_Given request_
From the line containing "Expected output: for each instance of the dark shaded" down to the last line of the material, return those lines verbatim and only those.

_Labeled-object pointing entries_
--- BEGIN ---

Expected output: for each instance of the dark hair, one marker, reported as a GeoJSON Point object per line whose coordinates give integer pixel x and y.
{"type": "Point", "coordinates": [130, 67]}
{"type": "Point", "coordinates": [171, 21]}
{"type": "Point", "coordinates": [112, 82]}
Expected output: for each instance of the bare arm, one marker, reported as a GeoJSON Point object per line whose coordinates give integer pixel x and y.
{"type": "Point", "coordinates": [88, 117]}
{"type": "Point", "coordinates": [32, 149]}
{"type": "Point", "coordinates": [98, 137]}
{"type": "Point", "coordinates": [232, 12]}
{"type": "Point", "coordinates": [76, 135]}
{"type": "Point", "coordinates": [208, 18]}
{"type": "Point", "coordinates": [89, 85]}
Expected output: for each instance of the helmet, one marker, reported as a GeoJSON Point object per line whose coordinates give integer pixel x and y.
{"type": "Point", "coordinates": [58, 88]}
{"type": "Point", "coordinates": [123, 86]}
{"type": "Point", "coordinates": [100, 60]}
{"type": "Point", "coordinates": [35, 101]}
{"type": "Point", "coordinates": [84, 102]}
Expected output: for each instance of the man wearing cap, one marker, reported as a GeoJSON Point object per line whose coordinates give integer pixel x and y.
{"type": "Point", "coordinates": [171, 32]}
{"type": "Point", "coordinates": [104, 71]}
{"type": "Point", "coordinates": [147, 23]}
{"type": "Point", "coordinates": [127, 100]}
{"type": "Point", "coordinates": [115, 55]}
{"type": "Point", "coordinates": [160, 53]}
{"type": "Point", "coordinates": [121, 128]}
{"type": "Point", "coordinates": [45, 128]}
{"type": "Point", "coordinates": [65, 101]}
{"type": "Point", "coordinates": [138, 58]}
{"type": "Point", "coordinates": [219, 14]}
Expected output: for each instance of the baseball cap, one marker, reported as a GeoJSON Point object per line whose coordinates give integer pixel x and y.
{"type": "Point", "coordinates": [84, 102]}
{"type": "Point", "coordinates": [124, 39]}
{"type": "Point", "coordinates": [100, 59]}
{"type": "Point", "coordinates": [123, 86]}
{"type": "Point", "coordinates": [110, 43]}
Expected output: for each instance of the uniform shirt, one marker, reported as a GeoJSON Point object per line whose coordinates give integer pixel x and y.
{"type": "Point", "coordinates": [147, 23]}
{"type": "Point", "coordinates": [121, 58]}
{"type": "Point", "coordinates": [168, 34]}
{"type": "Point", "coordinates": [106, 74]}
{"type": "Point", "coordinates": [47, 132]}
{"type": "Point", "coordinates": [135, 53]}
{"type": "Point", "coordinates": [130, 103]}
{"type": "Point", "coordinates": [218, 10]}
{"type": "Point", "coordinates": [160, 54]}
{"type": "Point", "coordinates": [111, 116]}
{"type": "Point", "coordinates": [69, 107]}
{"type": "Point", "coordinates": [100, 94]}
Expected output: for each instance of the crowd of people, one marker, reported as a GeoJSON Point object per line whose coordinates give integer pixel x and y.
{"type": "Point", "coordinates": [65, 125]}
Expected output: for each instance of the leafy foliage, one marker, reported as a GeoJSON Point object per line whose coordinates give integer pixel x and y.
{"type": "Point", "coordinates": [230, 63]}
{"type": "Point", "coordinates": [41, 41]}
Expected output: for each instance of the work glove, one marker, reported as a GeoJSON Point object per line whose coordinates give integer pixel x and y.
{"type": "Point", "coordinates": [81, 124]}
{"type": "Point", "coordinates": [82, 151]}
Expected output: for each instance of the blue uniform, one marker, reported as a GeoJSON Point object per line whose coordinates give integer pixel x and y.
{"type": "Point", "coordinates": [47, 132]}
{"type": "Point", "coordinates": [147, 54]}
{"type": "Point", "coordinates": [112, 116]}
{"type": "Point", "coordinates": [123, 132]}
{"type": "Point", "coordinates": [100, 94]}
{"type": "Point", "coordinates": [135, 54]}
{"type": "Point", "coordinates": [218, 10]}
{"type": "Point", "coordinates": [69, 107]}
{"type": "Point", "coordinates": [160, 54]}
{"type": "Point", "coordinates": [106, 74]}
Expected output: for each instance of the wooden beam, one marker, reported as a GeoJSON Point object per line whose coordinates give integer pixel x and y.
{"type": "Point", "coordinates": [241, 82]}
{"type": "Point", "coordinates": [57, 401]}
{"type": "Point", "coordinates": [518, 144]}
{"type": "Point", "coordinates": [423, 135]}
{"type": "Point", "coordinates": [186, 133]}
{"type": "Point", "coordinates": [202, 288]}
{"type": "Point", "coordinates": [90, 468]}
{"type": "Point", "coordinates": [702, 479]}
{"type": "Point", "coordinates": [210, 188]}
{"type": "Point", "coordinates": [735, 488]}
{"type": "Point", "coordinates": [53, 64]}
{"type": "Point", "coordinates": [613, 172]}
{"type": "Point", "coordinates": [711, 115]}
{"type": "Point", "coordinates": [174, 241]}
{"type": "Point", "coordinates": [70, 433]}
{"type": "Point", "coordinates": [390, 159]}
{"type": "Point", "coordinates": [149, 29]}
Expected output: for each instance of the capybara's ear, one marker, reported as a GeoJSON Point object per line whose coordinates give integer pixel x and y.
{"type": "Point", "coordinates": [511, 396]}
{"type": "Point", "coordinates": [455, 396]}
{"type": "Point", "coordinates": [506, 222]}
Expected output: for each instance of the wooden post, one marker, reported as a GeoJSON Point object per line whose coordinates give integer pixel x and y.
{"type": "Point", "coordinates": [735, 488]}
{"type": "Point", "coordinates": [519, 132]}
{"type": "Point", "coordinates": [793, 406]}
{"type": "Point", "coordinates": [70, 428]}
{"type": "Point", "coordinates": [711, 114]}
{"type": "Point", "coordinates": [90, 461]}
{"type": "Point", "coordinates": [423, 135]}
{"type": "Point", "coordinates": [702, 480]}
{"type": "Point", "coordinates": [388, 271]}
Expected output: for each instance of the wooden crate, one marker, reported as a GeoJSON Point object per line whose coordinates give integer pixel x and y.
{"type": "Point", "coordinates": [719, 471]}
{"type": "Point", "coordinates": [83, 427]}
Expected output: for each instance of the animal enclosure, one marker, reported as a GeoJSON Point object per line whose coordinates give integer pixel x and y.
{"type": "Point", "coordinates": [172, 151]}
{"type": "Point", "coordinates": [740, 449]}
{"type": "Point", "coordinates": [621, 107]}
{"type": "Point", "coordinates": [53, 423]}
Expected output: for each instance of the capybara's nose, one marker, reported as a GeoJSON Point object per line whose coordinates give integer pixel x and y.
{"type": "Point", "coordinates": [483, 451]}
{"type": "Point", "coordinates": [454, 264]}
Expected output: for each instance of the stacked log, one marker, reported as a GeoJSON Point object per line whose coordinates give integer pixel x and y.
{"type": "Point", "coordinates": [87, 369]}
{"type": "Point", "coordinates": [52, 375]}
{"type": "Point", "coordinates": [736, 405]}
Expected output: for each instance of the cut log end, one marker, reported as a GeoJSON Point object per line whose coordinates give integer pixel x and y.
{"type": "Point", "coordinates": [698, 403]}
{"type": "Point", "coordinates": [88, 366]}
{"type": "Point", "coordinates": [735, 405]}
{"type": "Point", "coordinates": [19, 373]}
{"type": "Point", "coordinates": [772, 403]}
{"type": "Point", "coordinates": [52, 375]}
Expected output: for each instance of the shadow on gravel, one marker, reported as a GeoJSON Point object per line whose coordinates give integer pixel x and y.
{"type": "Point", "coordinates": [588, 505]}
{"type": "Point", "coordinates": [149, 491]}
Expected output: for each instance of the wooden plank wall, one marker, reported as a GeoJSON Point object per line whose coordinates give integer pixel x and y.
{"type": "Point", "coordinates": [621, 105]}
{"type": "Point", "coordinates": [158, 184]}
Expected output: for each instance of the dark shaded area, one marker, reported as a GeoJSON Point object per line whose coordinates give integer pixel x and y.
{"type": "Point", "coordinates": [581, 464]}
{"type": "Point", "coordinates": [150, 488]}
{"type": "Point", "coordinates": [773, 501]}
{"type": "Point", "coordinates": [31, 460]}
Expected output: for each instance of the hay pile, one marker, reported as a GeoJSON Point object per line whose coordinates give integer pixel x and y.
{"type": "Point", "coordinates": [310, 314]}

--- END ---

_Final result_
Expected output: for each instance of the dark shaded area, one marker, reported as a GeoJSON Point object per line whose coordinates give integer pixel x and y.
{"type": "Point", "coordinates": [581, 464]}
{"type": "Point", "coordinates": [150, 488]}
{"type": "Point", "coordinates": [773, 501]}
{"type": "Point", "coordinates": [31, 460]}
Expected output: for each instance of the hay pile, one marker, reported as a GeoJSON Point object per line whose coordinates give integer pixel x and y.
{"type": "Point", "coordinates": [310, 314]}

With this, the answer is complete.